[Some listing entries]

= = = = =

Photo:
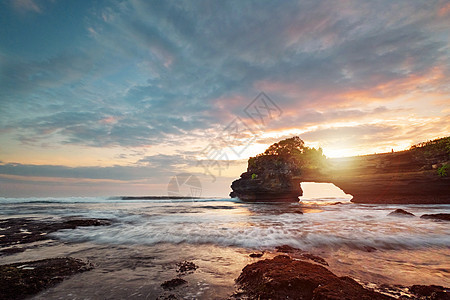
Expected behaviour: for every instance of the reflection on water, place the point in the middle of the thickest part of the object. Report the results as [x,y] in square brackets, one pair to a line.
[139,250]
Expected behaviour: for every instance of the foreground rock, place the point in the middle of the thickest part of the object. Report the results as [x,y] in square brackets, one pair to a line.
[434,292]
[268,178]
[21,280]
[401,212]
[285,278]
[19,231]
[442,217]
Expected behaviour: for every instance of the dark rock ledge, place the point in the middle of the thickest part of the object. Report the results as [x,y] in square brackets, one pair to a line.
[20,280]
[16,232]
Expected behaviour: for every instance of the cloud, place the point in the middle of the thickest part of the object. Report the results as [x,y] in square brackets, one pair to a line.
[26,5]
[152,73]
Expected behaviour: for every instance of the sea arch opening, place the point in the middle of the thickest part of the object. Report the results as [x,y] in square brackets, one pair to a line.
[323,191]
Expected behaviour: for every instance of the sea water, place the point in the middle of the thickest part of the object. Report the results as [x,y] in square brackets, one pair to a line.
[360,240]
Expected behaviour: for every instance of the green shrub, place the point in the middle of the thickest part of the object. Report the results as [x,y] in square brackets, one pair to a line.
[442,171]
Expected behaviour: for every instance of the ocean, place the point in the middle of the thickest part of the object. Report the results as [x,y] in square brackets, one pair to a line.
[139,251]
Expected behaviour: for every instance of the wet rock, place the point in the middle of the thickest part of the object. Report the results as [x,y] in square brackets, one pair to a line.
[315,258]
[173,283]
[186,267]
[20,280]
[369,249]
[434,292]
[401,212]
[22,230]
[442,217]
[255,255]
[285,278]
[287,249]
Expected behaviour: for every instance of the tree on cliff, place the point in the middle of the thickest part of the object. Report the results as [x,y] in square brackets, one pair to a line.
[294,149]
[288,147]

= = = = =

### Directive
Render every line of the listing above as a numbered list, skipping blank lines. Leave the pictures out of the answer.

### Exercise solution
1. Photo:
2. Expected behaviour: for every instance of the reflection on water, place the point in the middle of the thickest part of the object. Report the results as [x,y] in square brackets, one pair to a line.
3. [139,250]
4. Expected behaviour: for every instance of the foreground rock, place the point in the middle of the thickest part of the object. Report the results as [x,y] in square brackets, one pair to a line.
5. [434,292]
6. [268,178]
7. [21,280]
8. [401,212]
9. [285,278]
10. [19,231]
11. [442,217]
12. Expected behaviour: for every instance of the dark rock ledge, place the point in the middle of the thickest part of the object. Report the results as [x,y] in square brackets, one pair to a line.
13. [20,280]
14. [16,232]
15. Expected behaviour: for every instance of the cloud, place the point in the middle of the thickest part of the object. Report the results as [x,y] in square brackets, one pair to a line.
16. [26,5]
17. [152,73]
18. Expected behaviour: for every instance of the sea arch opening, place the point in the middle of the thickest part of the object. Report the results as [x,y] in square brackets, one pair to a line.
19. [323,191]
20. Expected behaviour: for every instance of the sea water, place the point in the middle of the thickest part of the object. Report the results as [x,y] in square brackets, one pair to a line.
21. [360,240]
22. Expected behaviour: for every instance of the green shrub, place the point in the middle of the thickest part of the object. Report the results as [x,y] in square brackets, one pair to a line.
23. [442,171]
24. Expected behaviour: for every instance of the ocean, place the point in the middle of the thickest part of the object. Report the results as [x,y] in square brackets, one pair to a line.
25. [139,251]
26. Expected behaviour: for every instance of the wet rock, place the point in the middle of the thickest part of the object. Report the results as [x,y] in square brackets, one pair to a line.
27. [315,258]
28. [173,283]
29. [186,267]
30. [20,280]
31. [369,249]
32. [434,292]
33. [401,212]
34. [22,230]
35. [442,217]
36. [255,255]
37. [285,278]
38. [287,249]
39. Expected behaviour: for every instance of the tree on cliff, place the point in the middle of the thickest part of the object. Report the results as [x,y] in square brackets, one pair to a line.
40. [294,149]
41. [288,147]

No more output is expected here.